[Dataset records]

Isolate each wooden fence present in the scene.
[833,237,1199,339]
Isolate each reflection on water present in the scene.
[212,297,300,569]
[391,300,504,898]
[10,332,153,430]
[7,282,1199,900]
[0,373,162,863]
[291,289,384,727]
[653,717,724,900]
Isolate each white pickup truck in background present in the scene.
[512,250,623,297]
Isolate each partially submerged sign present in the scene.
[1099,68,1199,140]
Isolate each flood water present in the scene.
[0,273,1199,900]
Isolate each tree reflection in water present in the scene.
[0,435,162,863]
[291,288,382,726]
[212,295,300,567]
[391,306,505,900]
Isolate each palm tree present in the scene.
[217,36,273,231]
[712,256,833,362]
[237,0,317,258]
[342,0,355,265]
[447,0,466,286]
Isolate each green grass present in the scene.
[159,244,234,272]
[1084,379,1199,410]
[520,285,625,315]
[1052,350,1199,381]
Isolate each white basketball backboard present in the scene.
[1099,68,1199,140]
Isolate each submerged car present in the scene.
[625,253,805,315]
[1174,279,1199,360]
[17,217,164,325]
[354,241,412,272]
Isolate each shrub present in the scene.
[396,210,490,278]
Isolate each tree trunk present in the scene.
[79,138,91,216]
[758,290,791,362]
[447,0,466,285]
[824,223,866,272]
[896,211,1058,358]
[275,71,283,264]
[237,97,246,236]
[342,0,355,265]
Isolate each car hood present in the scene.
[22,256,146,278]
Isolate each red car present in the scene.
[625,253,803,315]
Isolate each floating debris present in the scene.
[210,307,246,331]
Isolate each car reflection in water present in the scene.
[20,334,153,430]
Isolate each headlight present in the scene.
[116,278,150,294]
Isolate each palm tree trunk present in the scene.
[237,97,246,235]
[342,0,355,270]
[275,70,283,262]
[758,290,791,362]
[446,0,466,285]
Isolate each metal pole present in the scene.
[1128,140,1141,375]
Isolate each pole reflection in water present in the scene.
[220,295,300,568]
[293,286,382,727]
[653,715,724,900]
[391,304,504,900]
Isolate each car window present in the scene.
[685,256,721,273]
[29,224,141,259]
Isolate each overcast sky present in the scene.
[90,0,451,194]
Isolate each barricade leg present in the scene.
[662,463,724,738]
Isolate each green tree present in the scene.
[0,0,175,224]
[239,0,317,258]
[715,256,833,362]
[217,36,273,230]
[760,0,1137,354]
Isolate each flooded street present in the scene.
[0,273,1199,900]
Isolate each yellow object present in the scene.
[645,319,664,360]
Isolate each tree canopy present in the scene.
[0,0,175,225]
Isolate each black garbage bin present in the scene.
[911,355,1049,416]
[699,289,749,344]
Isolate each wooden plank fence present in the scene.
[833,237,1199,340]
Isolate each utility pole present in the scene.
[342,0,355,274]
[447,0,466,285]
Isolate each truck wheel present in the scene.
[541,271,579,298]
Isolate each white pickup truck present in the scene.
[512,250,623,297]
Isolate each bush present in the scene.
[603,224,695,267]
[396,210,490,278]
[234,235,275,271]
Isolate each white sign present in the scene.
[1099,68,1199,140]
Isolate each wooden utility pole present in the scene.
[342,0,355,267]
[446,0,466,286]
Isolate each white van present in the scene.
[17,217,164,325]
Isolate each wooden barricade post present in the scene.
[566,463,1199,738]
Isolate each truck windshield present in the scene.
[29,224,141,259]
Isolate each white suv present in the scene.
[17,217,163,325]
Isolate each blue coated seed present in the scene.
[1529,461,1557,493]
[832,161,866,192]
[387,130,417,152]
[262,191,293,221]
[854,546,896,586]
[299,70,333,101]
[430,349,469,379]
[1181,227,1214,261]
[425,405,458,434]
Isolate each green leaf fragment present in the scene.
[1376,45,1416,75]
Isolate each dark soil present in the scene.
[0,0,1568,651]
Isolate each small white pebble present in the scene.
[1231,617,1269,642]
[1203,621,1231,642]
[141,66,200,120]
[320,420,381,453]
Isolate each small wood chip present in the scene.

GIVEN REQUEST
Write out every one of these lines exactly as they appear.

CORRECT RESULT
Isolate each wooden fence present in the scene.
[833,237,1199,339]
Isolate each reflection on water present in the scene.
[212,297,300,569]
[391,300,504,898]
[10,332,153,430]
[7,282,1199,900]
[0,373,162,863]
[291,289,384,727]
[653,717,724,900]
Isolate each white pickup truck in background present in the scene.
[512,250,623,297]
Isolate each partially submerged sign present in the scene.
[1099,68,1199,140]
Isolate each flood water present in the scene.
[0,273,1199,900]
Isolate each tree reflection in water present in the scene.
[0,435,162,863]
[291,288,382,726]
[212,295,300,567]
[391,306,505,900]
Isolate each palm tree present in the scene.
[217,36,273,231]
[712,256,833,362]
[237,0,317,258]
[342,0,355,265]
[447,0,466,286]
Isolate each green grass present in the scene.
[159,244,234,272]
[1084,379,1199,410]
[520,285,625,315]
[1052,350,1199,381]
Isolate each white basketball backboard present in the scene.
[1099,68,1199,140]
Isolate each submerged car present in the scene.
[625,253,805,315]
[1174,279,1199,360]
[17,217,164,325]
[354,241,412,272]
Isolate each shrub present in the scene.
[396,210,490,278]
Isolate each tree trunk present in the scene.
[79,138,91,216]
[758,290,791,362]
[447,0,466,285]
[824,223,866,272]
[896,211,1058,358]
[275,71,283,264]
[237,97,246,236]
[342,0,355,265]
Isolate each car hood present in the scene.
[22,256,146,278]
Isolate each red car present in the scene.
[625,253,803,315]
Isolate each floating debris present in the scene.
[210,307,246,331]
Isolate each car reflection in water present in the scene.
[20,334,153,430]
Isolate each headlight present in the scene.
[116,278,150,294]
Isolate each palm tree trunk present in the scene.
[237,97,246,235]
[342,0,355,270]
[275,70,283,262]
[758,290,791,362]
[446,0,466,285]
Isolate each metal pole present in the scene.
[1128,140,1141,375]
Isolate each pole reflection in water present in the scene.
[220,295,300,568]
[293,286,382,727]
[653,715,724,900]
[391,304,504,900]
Isolate each car window present in the scene.
[685,256,721,273]
[29,224,141,259]
Isolate each overcast sky present in the scene.
[90,0,451,194]
Isolate each barricade leg present in the scene.
[662,463,724,738]
Isolate each green tree present in the scene.
[0,0,175,224]
[239,0,317,258]
[715,256,833,362]
[217,36,273,230]
[760,0,1137,354]
Isolate each flooded street present in the scene.
[0,273,1199,900]
Isolate each yellow object present in the scene.
[645,319,664,360]
Isolate each tree canopy present in the scene.
[0,0,175,225]
Isolate each black garbage bin present in the scene.
[911,355,1049,416]
[699,289,749,344]
Isolate each wooden plank fence present in the scene.
[833,237,1199,340]
Isolate each utility pole present in the scene.
[342,0,355,274]
[447,0,466,285]
Isolate each truck wheel present in the scene.
[541,271,579,298]
Isolate each white pickup truck present in the scene.
[512,250,623,297]
Isolate each bush present in the scene.
[603,224,695,267]
[396,210,490,278]
[234,235,275,271]
Isolate each white sign present in the scene.
[1099,68,1199,140]
Isolate each wooden utility pole present in the scene.
[342,0,355,267]
[446,0,466,286]
Isolate each white van present in the scene.
[17,217,164,325]
Isolate each wooden barricade post present in the scene.
[566,463,1199,738]
Isolate each truck windshield present in the scene.
[29,224,141,259]
Isolate each white suv present in the scene.
[17,217,163,325]
Isolate each blue coated seed present in the scene.
[1529,461,1557,493]
[832,161,866,192]
[387,130,417,152]
[262,191,293,221]
[854,546,896,586]
[299,70,333,101]
[430,349,469,379]
[1181,227,1214,261]
[425,405,458,434]
Isolate each green leaf fragment present in the scene.
[1376,45,1416,75]
Isolate each dark soil present in the scene.
[0,0,1568,651]
Isolate each small white pebble present in the scene.
[1231,617,1269,642]
[1203,621,1231,642]
[141,66,200,120]
[320,420,381,453]
Isolate each small wood chip present in the scene.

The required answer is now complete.